→ Required task
Copy the records word for word, starting at the line that contains "Label every passenger" and ending after the line that contains "84, 68, 122, 77".

→ Record extracts
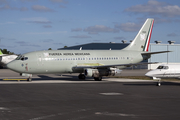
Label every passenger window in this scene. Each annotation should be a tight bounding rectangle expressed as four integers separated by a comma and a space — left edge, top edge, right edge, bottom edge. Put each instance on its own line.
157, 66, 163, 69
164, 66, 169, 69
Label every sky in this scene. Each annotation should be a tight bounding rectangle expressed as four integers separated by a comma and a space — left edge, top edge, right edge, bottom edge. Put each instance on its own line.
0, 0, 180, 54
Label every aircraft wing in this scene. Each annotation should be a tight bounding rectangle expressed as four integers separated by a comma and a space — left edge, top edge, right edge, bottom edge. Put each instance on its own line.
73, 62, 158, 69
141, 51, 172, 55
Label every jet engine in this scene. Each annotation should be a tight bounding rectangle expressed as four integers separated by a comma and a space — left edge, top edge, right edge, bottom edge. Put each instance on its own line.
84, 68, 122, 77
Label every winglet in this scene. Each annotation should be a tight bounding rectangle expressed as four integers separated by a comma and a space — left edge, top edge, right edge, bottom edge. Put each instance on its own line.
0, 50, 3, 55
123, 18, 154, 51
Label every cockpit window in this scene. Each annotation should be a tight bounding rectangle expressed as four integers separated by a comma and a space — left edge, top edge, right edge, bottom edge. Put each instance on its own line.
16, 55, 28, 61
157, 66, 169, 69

* * *

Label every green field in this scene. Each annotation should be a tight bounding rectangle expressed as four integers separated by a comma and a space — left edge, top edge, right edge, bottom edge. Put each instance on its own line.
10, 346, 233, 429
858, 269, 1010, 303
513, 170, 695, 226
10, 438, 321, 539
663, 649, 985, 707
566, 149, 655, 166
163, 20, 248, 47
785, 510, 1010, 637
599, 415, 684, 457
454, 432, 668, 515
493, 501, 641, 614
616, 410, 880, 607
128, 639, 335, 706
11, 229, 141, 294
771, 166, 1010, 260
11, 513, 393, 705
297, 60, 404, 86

* * *

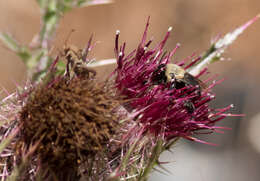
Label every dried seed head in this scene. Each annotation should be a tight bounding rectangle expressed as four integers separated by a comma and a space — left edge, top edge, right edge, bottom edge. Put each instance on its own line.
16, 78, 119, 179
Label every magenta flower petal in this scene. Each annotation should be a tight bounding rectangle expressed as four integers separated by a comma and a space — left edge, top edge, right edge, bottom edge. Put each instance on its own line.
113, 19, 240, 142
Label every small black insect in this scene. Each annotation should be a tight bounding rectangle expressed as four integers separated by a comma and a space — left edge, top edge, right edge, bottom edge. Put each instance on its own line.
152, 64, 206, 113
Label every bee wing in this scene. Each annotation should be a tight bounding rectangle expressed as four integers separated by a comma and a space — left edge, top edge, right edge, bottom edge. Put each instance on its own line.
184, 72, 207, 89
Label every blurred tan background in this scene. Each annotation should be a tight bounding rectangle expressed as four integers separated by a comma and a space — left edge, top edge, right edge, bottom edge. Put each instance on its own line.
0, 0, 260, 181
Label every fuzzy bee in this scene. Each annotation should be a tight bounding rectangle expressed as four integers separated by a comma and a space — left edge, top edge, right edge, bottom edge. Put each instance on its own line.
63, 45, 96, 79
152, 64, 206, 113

→ Solution for this problem
Label every passenger window in this scene. Each annotation should be a tight bounding rectangle expressed as four integers separated by a comma and a space — left edge, top edge, right edge, bottom edge. Put each instance on its own line.
157, 66, 163, 69
164, 66, 169, 69
Label every sky in this scene. Each annotation should be a tight bounding rectangle expressed as four integers separated by a comma and a space — left edge, top edge, right edge, bottom edge. Put each instance on its own line.
0, 0, 180, 54
Label every aircraft wing in this scene. Each annotation should be a tight bounding rectangle expressed as four integers separated by a comma and a space — left edge, top edge, right edge, bottom edge. Put each instance on its own line.
73, 62, 158, 69
141, 51, 172, 55
Label every jet engine in this scene. Each annotation should be a tight bounding rectangle expressed as four integers separated by a comma and a space — left edge, top edge, right edge, bottom edge. Put each instance on its own line.
84, 68, 122, 77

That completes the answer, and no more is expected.